Übungstext

____

Gesundheitspolitik

AEP, McKesson und die Dynamik von Märkten

Andreas Kaapke ist Professor für Handelsmanagement und Handelsmarketing an der Dualen Hochschule Baden-Württemberg, Standort Stuttgart, und Inhaber des Beratungsunternehmens Prof. Kaapke Projekte. E-Mail: a.kaapke@kaapke-projekte.de

Wenn in einen etablierten, seit Jahren von Konzentrations- und Rationalisierungstendenzen geprägten Markt ein neuer Wettbewerber eintritt und sein Geschäftsmodell signifikant von anderen abweicht, dann ist ein gewisses Maß an Aufmerksamkeit bei den Marktbeteiligten und natürlich auch der Politik vorprogrammiert. Wenn hinter dem Konzept Investoren stehen, denen man eine gewisse Analysefähigkeit unterstellen muss und einen langen Atem hinsichtlich der Kapitalisierung zubilligen kann, dann wird daraus ein erwähnenswertes Geschäftsmodell. Aber nicht jede Erwähnung und jede berechtigte Aufmerksamkeit bedeuten automatisch Erfolg.

____

Aufgaben
1 - Beantworten Sie zum Text über AEP, McKesson und die Dynamik von Märkten diese Fragen:
(a) An welcher Hochschule und an welchem Standort lehrt Andreas Kaapke?
(b) Wie heißt das Beratungsunternehmen, dessen Inhaber er ist?
(c) Was bedeuten laut dem Satz „Aber nicht jede Erwähnung und jede berechtigte Aufmerksamkeit bedeuten automatisch …“ Erwähnung und Aufmerksamkeit nicht automatisch?
2 - Knüpfen Sie an den Text über AEP, McKesson und die Dynamik von Märkten an. Schreiben Sie ihn nach dem Satz „Aber nicht jede Erwähnung und jede berechtigte Aufmerksamkeit bedeuten automatisch Erfolg.“ weiter.

____

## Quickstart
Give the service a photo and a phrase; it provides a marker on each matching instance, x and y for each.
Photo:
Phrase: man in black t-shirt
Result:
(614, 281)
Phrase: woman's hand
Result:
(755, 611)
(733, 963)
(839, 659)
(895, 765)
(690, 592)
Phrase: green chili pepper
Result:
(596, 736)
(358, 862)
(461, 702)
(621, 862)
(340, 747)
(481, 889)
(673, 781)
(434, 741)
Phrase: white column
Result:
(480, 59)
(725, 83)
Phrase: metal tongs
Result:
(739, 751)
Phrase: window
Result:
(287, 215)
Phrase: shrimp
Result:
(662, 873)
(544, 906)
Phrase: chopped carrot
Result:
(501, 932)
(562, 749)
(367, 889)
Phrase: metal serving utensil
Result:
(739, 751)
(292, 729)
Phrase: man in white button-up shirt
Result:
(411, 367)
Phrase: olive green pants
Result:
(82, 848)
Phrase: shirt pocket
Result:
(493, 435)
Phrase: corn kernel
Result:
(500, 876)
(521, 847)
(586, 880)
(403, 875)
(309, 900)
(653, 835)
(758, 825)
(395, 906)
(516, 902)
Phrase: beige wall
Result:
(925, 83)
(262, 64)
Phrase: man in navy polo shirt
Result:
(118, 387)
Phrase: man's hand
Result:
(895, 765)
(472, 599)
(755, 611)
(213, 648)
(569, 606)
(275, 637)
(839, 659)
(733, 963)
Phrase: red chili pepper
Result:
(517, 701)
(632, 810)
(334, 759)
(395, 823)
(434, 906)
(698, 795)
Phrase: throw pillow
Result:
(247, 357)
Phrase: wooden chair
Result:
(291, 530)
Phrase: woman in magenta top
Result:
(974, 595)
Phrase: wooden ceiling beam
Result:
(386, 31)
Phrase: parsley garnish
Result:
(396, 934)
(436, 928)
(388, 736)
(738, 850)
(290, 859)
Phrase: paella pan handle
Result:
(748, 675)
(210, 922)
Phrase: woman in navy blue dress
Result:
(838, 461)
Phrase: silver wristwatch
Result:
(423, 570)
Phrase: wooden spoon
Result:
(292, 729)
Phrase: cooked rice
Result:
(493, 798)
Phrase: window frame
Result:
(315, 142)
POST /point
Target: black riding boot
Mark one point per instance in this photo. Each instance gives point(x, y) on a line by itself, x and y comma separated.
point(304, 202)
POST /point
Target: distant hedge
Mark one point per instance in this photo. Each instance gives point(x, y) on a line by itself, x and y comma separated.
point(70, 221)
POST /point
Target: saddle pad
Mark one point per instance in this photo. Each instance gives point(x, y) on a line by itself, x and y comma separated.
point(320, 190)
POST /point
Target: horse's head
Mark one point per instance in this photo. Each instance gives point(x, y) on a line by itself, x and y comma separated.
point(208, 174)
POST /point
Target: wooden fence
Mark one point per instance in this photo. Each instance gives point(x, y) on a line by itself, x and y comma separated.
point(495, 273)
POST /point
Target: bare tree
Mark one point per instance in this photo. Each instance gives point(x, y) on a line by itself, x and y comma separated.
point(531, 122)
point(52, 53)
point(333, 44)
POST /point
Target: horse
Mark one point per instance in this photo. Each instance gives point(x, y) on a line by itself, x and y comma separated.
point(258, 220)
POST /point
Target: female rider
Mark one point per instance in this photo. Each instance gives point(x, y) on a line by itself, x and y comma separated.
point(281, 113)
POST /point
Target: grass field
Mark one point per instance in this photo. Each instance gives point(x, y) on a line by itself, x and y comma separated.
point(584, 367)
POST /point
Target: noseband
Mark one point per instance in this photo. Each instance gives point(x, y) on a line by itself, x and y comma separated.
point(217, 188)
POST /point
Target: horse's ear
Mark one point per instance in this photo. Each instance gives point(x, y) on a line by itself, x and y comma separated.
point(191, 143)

____

Schriftliche Antworten
1 -
(a) An der Dualen Hochschule Baden-Württemberg, Standort Stuttgart.
(b) Prof. Kaapke Projekte.
(c) Erfolg.

2 -
Als aus der Apothekenkooperation Gesine heraus ein Großhandelsmodell entwickelt wurde, waren Branchenkenner überrascht, Skepsis machte sich breit, aber der überbordende Optimismus einiger Apotheker war ausreichend, um das Projekt zu starten. Aber gab es auch hinreichende Substanz für einen dauerhaften Erfolg? Nein, wie das Ergebnis zeigt. Hätte dies auf einen neuen Marktpartner abschreckend wirken können? An sich schon. Dieser Marktflop und die oben beschriebenen Konsolidierungserscheinungen einer ganzen Branche bei bekanntermaßen knallharten ökonomischen Bedingungen müssten jeden Newcomer vorsichtig und nervös werden lassen. Aber die Investments internationaler Konzerne zunächst bei der ANZAG und nun bei Celesio zeigen, dass der deutsche Pharmagroßhandelsmarkt zumindest für Kapital attraktiv zu sein scheint.

Nun startete mit AEP direkt ein neuer Großhandelsversuch in Deutschland. Nicht in der Kopie der bekannten Geschäftsmodelle auf der Großhandelsstufe wird das Heil gesucht, sondern in einer offensichtlichen Light-Variante.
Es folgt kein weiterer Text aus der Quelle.